Copy word for word the stretch of the material below from the line containing "the sky, listing" through the line containing "of the long".

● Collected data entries
__________
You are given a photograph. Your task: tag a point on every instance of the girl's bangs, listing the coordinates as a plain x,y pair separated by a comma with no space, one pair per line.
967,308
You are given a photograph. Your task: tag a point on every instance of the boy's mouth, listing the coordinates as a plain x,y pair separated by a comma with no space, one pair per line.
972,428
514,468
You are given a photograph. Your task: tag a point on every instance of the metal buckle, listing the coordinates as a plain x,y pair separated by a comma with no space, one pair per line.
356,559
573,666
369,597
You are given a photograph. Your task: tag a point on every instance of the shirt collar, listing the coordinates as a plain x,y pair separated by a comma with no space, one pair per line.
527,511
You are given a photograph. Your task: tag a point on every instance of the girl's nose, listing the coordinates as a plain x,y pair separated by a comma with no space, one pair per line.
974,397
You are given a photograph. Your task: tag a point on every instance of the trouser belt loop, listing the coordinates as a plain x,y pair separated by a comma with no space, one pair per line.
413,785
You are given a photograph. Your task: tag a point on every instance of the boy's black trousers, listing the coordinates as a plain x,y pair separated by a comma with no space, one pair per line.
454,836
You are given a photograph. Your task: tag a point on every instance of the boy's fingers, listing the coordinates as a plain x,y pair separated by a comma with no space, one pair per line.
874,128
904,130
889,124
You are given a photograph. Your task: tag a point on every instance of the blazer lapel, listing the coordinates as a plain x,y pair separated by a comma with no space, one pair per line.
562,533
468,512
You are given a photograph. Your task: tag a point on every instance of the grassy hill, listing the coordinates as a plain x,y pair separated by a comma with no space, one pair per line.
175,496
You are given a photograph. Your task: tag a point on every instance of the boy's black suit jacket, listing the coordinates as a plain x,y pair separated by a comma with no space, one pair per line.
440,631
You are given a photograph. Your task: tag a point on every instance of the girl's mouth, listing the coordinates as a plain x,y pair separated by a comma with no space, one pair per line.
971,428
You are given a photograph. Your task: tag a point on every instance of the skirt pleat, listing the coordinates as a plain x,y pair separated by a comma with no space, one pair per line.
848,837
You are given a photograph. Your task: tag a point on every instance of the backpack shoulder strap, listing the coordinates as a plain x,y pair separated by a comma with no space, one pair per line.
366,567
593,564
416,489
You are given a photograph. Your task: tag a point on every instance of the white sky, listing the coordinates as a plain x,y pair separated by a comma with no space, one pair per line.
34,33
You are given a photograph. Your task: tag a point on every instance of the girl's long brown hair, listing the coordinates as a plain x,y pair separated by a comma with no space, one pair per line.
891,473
__________
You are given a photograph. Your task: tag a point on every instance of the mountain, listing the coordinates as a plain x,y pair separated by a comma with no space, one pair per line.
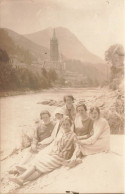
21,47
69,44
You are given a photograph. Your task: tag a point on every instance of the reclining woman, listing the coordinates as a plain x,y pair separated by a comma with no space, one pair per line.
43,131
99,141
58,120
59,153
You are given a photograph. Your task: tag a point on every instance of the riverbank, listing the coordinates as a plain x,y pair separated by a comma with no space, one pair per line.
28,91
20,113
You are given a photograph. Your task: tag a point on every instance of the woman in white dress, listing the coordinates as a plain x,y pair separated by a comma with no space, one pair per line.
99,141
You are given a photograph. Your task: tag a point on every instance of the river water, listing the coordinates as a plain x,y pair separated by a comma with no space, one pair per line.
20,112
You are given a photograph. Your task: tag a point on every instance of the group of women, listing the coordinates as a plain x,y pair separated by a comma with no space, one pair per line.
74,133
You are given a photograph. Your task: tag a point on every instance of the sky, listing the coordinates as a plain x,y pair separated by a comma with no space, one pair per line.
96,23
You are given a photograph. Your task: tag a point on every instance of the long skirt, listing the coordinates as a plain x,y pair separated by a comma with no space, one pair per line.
__________
● TASK RESULT
You are given a photograph. Your task: tag a point on every instance of the sky, listing the coordinates as a plain x,y pair separated by a comma with no space, one pair per line.
96,23
You are given a photograph. Your task: tag a point on every instance of the long skirt, listing the coordinates as a plain x,y pair separated by a comma with no space, one pair per line.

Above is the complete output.